### Passage présenté
Jean-Claude Rameau est né le 14 avril 1943, à Chaumont (Haute-Marne), de Marie Rameau, alors employée de cuisine, et de père inconnu. Jamais sa mère n’accepta de parler à son fils de son père. Durant son enfance et son adolescence dans sa ville natale, Jean-Claude souffre beaucoup du mépris et des moqueries à l’encontre du « fils de boche ». Il manifeste très tôt une formidable de volonté de revanche : « À tous ces bourgeois de Chaumont, je vais leur montrer ce que vaut un bâtard », qui peut expliquer en partie sa capacité de travail hors du commun, son énergie inépuisable et sa large curiosité, qui ont frappé tous ceux qui l’ont côtoyé. Sa révolte contre l’injustice et sa sensibilité politique de gauche, qu’il conserva toute sa vie, y trouvent probablement aussi leurs racines.

Il fut principalement élevé par ses grands-parents qui le gâtèrent matériellement, mais sans qu’il connaisse vraiment l’amour familial, dans une ambiance peu chaleureuse où il ne bénéficiait pas d’une vraie confiance. Son grand-père maternel, conducteur de locomotive affecté au dépôt de Chaumont, était adhérent à une société horticole. Il lui fit découvrir la nature et les plantes. Sa mère, devenue vendeuse dans une papeterie, ne pouvait pas lui financer des études et, bien qu’il eût souhaité devenir pharmacien [1] , il passe le concours de l’école normale d’instituteurs de Chaumont, qui lui garantit le financement de ses études. Il est reçu major. Il commence très tôt à fréquenter à Chaumont sa future femme, Françoise préparatrice en pharmacie, et toute sa vie, il apprécia beaucoup l’esprit de famille qui régnait dans sa belle-famille.

Diplômé à 19 ans, il n’exerce que quinze jours le métier d’instituteur, et bénéficie tout de suite de l’autorisation de continuer ses études à la faculté de Dijon, tout en enseignant en parallèle au collège de Bourmont de 1962 à 1965, comme professeur de sciences naturelles et d’allemand, avant d’être nommé au collège Louise Michel de Chaumont de 1965 à 1969. Titulaire de la licence de sciences naturelles de l’Université de Dijon et reçu deuxième au CAPES de sciences naturelles en 1969, il est professeur de sciences naturelles au lycée Bouchardon de Chaumont de 1969 à 1982. Il obtient son D.E.A. de biologie végétale en octobre 1970, à l’Université de Besançon, avant de devenir docteur de 3ème cycle, en mars 1974, à l’Université de Besançon.

### Données de l'exercice
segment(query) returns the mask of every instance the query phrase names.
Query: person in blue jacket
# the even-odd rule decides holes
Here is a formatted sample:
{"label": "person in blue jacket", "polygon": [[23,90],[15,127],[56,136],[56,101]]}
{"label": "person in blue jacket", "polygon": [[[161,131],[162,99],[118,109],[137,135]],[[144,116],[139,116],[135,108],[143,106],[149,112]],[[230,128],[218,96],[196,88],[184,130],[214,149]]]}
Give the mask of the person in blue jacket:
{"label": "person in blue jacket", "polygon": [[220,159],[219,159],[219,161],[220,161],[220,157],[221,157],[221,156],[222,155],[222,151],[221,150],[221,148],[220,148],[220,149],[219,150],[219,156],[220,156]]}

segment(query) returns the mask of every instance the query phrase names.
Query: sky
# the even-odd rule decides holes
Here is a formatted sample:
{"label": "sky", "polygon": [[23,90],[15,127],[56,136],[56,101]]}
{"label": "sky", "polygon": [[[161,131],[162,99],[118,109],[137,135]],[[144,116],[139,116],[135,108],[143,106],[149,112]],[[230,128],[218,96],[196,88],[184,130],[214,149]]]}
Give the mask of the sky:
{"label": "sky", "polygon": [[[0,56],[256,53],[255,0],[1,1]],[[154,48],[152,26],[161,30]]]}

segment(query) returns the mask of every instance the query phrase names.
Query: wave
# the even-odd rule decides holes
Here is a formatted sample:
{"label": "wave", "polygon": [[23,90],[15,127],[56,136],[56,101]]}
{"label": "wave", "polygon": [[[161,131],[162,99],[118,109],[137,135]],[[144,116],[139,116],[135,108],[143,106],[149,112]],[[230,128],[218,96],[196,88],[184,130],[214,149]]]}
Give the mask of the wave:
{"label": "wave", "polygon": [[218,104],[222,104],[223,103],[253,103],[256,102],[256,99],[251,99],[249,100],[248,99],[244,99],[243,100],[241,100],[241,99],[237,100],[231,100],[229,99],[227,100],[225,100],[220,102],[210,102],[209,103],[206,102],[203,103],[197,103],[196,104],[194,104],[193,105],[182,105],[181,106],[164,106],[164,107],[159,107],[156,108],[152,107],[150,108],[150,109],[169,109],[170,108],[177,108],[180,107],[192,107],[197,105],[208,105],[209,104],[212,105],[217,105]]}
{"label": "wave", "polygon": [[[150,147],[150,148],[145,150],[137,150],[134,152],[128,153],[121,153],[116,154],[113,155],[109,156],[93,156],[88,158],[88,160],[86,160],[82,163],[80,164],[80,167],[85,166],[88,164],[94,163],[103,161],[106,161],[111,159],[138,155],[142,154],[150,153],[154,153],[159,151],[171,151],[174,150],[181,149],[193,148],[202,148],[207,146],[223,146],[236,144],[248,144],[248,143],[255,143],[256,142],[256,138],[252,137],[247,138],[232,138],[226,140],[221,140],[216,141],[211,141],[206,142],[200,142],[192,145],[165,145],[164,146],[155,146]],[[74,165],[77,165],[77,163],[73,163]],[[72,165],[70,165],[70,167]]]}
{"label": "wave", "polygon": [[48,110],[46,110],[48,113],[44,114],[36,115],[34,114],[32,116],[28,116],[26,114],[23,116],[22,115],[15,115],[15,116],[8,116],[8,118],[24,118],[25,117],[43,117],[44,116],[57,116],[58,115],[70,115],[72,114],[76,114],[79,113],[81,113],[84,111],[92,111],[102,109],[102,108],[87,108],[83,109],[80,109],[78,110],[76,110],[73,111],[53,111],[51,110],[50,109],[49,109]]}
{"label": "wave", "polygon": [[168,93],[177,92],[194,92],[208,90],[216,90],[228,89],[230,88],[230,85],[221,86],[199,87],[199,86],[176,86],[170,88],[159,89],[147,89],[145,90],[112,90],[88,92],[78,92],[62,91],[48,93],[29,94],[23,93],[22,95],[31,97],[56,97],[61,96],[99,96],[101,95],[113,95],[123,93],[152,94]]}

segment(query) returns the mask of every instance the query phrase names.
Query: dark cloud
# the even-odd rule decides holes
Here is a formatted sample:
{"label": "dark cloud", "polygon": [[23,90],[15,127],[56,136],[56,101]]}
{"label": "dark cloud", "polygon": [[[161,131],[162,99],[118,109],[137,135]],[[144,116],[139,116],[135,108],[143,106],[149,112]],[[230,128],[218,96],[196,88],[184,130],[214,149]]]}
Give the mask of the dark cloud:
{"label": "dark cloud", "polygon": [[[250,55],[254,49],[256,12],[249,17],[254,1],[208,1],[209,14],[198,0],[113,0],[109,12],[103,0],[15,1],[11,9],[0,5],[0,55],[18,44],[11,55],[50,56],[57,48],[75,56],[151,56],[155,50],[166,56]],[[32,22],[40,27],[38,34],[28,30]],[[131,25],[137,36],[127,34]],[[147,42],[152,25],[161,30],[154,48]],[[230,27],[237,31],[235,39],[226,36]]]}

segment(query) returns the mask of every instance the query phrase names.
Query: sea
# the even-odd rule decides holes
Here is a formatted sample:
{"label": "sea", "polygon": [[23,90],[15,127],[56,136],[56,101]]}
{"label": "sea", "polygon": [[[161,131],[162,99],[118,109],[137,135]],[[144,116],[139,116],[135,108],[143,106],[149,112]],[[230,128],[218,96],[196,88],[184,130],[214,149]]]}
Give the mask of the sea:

### Travail à faire
Recopiez fidèlement, s'il vous plaît, la partie du texte sur Jean-Claude Rameau comprise entre « Jean-Claude Rameau est » et « aussi leurs racines. », ces deux bornes incluses.

### Problème résolu
Jean-Claude Rameau est né le 14 avril 1943, à Chaumont (Haute-Marne), de Marie Rameau, alors employée de cuisine, et de père inconnu. Jamais sa mère n’accepta de parler à son fils de son père. Durant son enfance et son adolescence dans sa ville natale, Jean-Claude souffre beaucoup du mépris et des moqueries à l’encontre du « fils de boche ». Il manifeste très tôt une formidable de volonté de revanche : « À tous ces bourgeois de Chaumont, je vais leur montrer ce que vaut un bâtard », qui peut expliquer en partie sa capacité de travail hors du commun, son énergie inépuisable et sa large curiosité, qui ont frappé tous ceux qui l’ont côtoyé. Sa révolte contre l’injustice et sa sensibilité politique de gauche, qu’il conserva toute sa vie, y trouvent probablement aussi leurs racines.